# Work request
The answer must be the data, repeated exactly.

BEGIN Data listing

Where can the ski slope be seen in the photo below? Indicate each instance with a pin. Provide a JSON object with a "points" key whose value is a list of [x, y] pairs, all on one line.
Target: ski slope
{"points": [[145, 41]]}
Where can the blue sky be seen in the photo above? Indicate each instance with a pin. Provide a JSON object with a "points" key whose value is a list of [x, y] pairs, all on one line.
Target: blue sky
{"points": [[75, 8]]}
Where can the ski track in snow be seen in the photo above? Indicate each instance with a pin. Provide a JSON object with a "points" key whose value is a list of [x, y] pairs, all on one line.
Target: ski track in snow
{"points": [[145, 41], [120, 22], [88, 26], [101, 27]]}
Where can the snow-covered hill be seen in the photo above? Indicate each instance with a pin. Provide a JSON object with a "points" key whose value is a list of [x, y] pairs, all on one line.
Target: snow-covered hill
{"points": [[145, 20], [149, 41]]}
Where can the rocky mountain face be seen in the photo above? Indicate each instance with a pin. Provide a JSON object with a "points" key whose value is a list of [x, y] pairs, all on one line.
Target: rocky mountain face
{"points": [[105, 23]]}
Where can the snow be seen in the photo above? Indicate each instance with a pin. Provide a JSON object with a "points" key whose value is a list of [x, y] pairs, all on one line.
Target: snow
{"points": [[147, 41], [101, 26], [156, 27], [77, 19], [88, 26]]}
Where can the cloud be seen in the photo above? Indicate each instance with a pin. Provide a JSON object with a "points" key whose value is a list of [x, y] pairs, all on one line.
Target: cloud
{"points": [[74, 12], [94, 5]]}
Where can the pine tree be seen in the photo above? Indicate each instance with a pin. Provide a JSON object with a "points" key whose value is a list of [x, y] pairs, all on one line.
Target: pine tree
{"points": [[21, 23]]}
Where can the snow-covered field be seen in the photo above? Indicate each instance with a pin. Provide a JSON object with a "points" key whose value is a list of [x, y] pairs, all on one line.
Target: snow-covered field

END Data listing

# Response area
Where can the ski slope be seen in the photo below? Indicate each instance with a pin. Provide a JSON object with a "points" key whose value is a list of [x, y] pairs, all on one line.
Target: ski slope
{"points": [[145, 41]]}
Where can the blue sky be seen in the photo above? Indicate each instance with a pin. Provide a JSON object with a "points" key whose value is a list of [x, y] pairs, all on one line.
Target: blue sky
{"points": [[75, 8]]}
Where can the ski track in snow be seen in the photo above? Indicate each instance with a pin. Provide a JSON object with a "points" key whose value is a list of [x, y] pairs, all on one line.
Target: ski track in snow
{"points": [[145, 41], [120, 22], [88, 26], [101, 27]]}
Where can the snow-covered hill be seen in the photo above? Indicate each instance with a pin. Provide a JSON object with a "points" key whose value is a list of [x, y] pairs, all on one line.
Target: snow-covered hill
{"points": [[145, 20], [149, 41]]}
Where can the rocky mountain face be seen in the photo above? Indicate each instance with a pin. Provide a JSON object with a "points" key whose value is a list of [x, y] pairs, all on one line.
Target: rocky mountain face
{"points": [[105, 23]]}
Where can the snow be seen in the photo above? Indicate each instance with a pin. Provide a JSON object with a "points" key whose value is a list of [x, y] pairs, all on one line.
Target: snow
{"points": [[147, 41], [101, 26], [156, 27], [77, 19], [88, 26]]}
Where can the cloud be seen in the photo above? Indicate each instance with a pin. Provide a JSON object with a "points" key whose value is a list of [x, y] pairs, all on one line.
Target: cloud
{"points": [[74, 12], [94, 5]]}
Where can the pine tree be seen in the photo above? Indicate each instance with a pin. Provide a JSON object with a "points" key whose value is a list of [x, y] pairs, all on one line.
Target: pine tree
{"points": [[21, 23]]}
Where can the snow-covered field be seen in the photo above? Indicate each instance with a pin. Provide a JSON object with a "points" key whose value is a list of [x, y] pairs, all on one line.
Target: snow-covered field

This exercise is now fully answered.